INFORMATION SHOWN: Begin

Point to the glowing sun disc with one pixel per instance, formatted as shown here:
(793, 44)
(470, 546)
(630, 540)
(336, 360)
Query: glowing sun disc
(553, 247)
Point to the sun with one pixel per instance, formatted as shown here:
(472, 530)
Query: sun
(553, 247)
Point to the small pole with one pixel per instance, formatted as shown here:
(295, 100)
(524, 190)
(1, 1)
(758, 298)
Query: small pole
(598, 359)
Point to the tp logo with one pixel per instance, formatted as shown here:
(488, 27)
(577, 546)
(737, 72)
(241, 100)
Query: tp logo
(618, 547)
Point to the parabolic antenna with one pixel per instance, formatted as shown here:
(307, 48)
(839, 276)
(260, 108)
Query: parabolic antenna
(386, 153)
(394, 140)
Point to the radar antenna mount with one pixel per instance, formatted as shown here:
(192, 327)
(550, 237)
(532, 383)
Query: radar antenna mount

INFORMATION SHOWN: End
INFORMATION SHOWN: Begin

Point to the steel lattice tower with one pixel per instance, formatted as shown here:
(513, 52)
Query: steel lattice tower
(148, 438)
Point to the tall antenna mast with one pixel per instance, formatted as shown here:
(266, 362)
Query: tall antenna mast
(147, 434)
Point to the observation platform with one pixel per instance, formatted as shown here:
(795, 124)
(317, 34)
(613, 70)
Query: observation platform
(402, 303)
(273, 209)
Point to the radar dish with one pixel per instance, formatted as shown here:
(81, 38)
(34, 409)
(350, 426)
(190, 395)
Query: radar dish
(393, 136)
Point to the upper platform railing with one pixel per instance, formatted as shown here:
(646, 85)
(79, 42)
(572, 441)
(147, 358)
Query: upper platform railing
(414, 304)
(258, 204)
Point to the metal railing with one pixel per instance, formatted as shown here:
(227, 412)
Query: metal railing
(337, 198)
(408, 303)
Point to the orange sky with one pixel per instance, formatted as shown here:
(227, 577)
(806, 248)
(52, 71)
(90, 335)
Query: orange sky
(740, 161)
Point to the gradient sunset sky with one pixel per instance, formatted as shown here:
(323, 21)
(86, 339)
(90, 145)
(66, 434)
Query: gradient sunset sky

INFORMATION SHOWN: End

- **EXERCISE**
Using the entries above, repeat only the lines from the one containing "Point to the glowing" through the one containing "Query: radar antenna mount", end lines included.

- **ANSWER SPACE**
Point to the glowing sun disc with one pixel per instance, formatted as shown here:
(793, 44)
(470, 546)
(630, 540)
(336, 360)
Query: glowing sun disc
(553, 247)
Point to the sun with one pixel per instance, formatted as shown here:
(472, 530)
Query: sun
(553, 247)
Point to the small pole with one pixel per instance, formatted as shown here:
(295, 100)
(524, 190)
(1, 1)
(758, 298)
Query: small pole
(598, 359)
Point to the tp logo with one pixel per instance, formatted as shown here:
(488, 27)
(577, 546)
(737, 72)
(241, 100)
Query: tp logo
(618, 547)
Point to the parabolic antenna with one pixel per instance, formatted as shown here:
(307, 48)
(839, 276)
(260, 108)
Query: parabolic antenna
(386, 153)
(394, 140)
Point to the radar antenna mount with one pixel per instance, formatted as shown here:
(192, 327)
(550, 237)
(532, 383)
Query: radar antenna mount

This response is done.